"""

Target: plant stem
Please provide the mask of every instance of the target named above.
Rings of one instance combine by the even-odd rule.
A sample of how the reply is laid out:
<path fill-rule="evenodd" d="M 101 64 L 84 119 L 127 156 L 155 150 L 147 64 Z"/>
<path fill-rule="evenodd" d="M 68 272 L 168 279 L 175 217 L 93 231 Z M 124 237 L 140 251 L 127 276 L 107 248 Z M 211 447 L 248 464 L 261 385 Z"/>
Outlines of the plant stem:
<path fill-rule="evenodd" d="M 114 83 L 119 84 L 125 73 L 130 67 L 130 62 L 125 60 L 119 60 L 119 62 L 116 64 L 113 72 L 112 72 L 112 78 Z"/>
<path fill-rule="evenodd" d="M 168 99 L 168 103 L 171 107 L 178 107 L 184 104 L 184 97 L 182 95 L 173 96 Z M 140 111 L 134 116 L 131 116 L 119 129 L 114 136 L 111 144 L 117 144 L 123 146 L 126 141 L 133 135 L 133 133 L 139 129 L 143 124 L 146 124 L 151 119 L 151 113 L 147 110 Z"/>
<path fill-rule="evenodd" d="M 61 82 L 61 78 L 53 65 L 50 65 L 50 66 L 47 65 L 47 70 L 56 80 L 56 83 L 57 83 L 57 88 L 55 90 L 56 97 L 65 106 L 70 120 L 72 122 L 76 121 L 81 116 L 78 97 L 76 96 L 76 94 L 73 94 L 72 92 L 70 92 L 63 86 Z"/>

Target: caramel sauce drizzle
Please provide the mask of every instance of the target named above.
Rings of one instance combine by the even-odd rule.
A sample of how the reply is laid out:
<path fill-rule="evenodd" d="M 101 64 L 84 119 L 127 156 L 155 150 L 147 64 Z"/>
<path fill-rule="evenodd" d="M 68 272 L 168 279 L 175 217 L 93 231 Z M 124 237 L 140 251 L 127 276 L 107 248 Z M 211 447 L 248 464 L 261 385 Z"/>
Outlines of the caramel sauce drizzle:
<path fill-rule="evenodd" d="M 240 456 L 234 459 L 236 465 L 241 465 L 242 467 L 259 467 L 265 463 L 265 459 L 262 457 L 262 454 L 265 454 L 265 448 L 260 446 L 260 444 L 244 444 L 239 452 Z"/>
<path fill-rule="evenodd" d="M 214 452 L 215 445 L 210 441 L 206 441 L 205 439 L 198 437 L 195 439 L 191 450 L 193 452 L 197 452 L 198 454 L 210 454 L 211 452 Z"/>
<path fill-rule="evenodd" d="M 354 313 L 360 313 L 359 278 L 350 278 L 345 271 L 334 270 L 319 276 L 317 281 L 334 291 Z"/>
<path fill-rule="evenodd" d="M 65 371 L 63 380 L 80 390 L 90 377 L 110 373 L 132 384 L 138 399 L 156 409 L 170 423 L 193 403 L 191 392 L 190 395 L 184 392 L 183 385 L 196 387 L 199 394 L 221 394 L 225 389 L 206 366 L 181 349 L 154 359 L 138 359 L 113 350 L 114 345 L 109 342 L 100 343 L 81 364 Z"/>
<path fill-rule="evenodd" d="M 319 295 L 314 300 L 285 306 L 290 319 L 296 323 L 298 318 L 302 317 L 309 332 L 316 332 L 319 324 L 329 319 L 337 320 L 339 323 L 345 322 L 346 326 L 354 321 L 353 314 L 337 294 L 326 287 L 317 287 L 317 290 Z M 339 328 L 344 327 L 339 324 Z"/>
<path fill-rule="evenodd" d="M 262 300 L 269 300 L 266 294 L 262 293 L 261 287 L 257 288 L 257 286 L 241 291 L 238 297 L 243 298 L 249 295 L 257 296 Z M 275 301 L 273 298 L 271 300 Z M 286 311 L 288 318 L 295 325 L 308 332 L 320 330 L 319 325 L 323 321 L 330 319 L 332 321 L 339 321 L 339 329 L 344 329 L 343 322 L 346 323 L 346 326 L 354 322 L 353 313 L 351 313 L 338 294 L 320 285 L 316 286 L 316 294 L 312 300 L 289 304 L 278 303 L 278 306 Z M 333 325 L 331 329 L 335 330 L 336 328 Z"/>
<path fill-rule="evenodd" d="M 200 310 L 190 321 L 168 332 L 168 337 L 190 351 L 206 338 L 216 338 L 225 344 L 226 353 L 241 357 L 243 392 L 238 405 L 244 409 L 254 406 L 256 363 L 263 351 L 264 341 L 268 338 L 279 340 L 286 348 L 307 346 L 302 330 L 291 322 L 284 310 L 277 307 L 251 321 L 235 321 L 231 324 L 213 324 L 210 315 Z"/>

"""

## What you have to do
Give back the whole of the data above, exactly as written.

## Answer to this exercise
Target: plant stem
Please provide the mask of every instance of the target named above.
Rings of one instance combine by the even-odd rule.
A sample of how the reply is laid out:
<path fill-rule="evenodd" d="M 101 64 L 84 119 L 127 156 L 155 150 L 147 64 Z"/>
<path fill-rule="evenodd" d="M 68 272 L 168 279 L 175 217 L 93 231 Z M 124 237 L 140 251 L 127 276 L 107 248 Z M 211 447 L 248 464 L 261 385 Z"/>
Outlines of the plant stem:
<path fill-rule="evenodd" d="M 114 83 L 119 84 L 125 73 L 130 67 L 130 62 L 125 60 L 119 60 L 119 62 L 116 64 L 113 72 L 112 72 L 112 78 Z"/>
<path fill-rule="evenodd" d="M 168 99 L 168 103 L 171 107 L 178 107 L 184 104 L 184 97 L 182 95 L 173 96 Z M 140 111 L 134 116 L 131 116 L 119 129 L 114 136 L 111 144 L 117 144 L 123 146 L 126 141 L 133 135 L 133 133 L 139 129 L 143 124 L 146 124 L 151 119 L 151 113 L 147 110 Z"/>
<path fill-rule="evenodd" d="M 61 82 L 61 78 L 53 65 L 50 65 L 50 66 L 47 65 L 47 70 L 56 80 L 56 83 L 57 83 L 57 88 L 55 90 L 56 97 L 65 106 L 70 120 L 72 122 L 76 121 L 81 116 L 78 97 L 76 96 L 76 94 L 73 94 L 72 92 L 70 92 L 63 86 Z"/>

Target: caramel sauce drizzle
Please provide the mask of every instance of the target named above.
Rings of one instance combine by the even-odd rule.
A sample of how the reply is laid out:
<path fill-rule="evenodd" d="M 101 64 L 84 119 L 127 156 L 155 150 L 147 64 Z"/>
<path fill-rule="evenodd" d="M 68 272 L 168 279 L 175 217 L 93 231 Z M 124 237 L 140 251 L 127 276 L 107 248 Z M 211 447 L 248 464 L 261 385 Z"/>
Outlines of the caramel sauce drizzle:
<path fill-rule="evenodd" d="M 240 456 L 234 459 L 236 465 L 241 465 L 242 467 L 259 467 L 265 463 L 265 459 L 262 457 L 262 454 L 265 454 L 265 448 L 260 446 L 260 444 L 244 444 L 239 452 Z"/>
<path fill-rule="evenodd" d="M 214 452 L 215 445 L 210 441 L 206 441 L 205 439 L 198 437 L 195 439 L 191 450 L 193 452 L 197 452 L 198 454 L 210 454 L 211 452 Z"/>
<path fill-rule="evenodd" d="M 354 313 L 360 313 L 359 278 L 350 278 L 345 271 L 334 270 L 319 276 L 317 281 L 334 291 Z"/>
<path fill-rule="evenodd" d="M 65 371 L 63 380 L 80 390 L 90 377 L 110 373 L 132 384 L 138 399 L 156 409 L 170 423 L 193 403 L 191 392 L 190 395 L 184 392 L 183 385 L 196 387 L 199 394 L 221 394 L 225 389 L 206 366 L 181 349 L 154 359 L 138 359 L 113 350 L 114 345 L 109 342 L 100 343 L 81 364 Z"/>
<path fill-rule="evenodd" d="M 319 295 L 314 300 L 285 306 L 290 319 L 296 323 L 298 318 L 302 317 L 309 332 L 316 332 L 319 324 L 329 319 L 337 320 L 339 323 L 345 322 L 346 326 L 354 321 L 353 314 L 337 294 L 326 287 L 317 287 L 317 290 Z M 339 328 L 344 327 L 339 324 Z"/>
<path fill-rule="evenodd" d="M 262 300 L 269 300 L 266 294 L 262 293 L 261 287 L 257 288 L 257 286 L 241 291 L 238 297 L 243 298 L 249 295 L 257 296 Z M 275 301 L 273 298 L 271 300 Z M 286 311 L 288 318 L 295 325 L 308 332 L 320 330 L 319 325 L 323 321 L 330 319 L 332 321 L 339 321 L 339 329 L 344 329 L 343 322 L 346 323 L 346 326 L 354 322 L 353 313 L 351 313 L 338 294 L 320 285 L 316 286 L 316 294 L 312 300 L 289 304 L 278 303 L 278 306 Z M 333 325 L 331 329 L 335 330 L 336 328 Z"/>
<path fill-rule="evenodd" d="M 200 310 L 190 321 L 168 332 L 168 337 L 190 351 L 206 338 L 216 338 L 225 344 L 226 353 L 241 357 L 243 392 L 238 405 L 244 409 L 254 406 L 256 363 L 263 351 L 264 341 L 268 338 L 279 340 L 286 348 L 307 346 L 302 330 L 291 322 L 284 310 L 277 307 L 251 321 L 235 321 L 231 324 L 213 324 L 210 315 Z"/>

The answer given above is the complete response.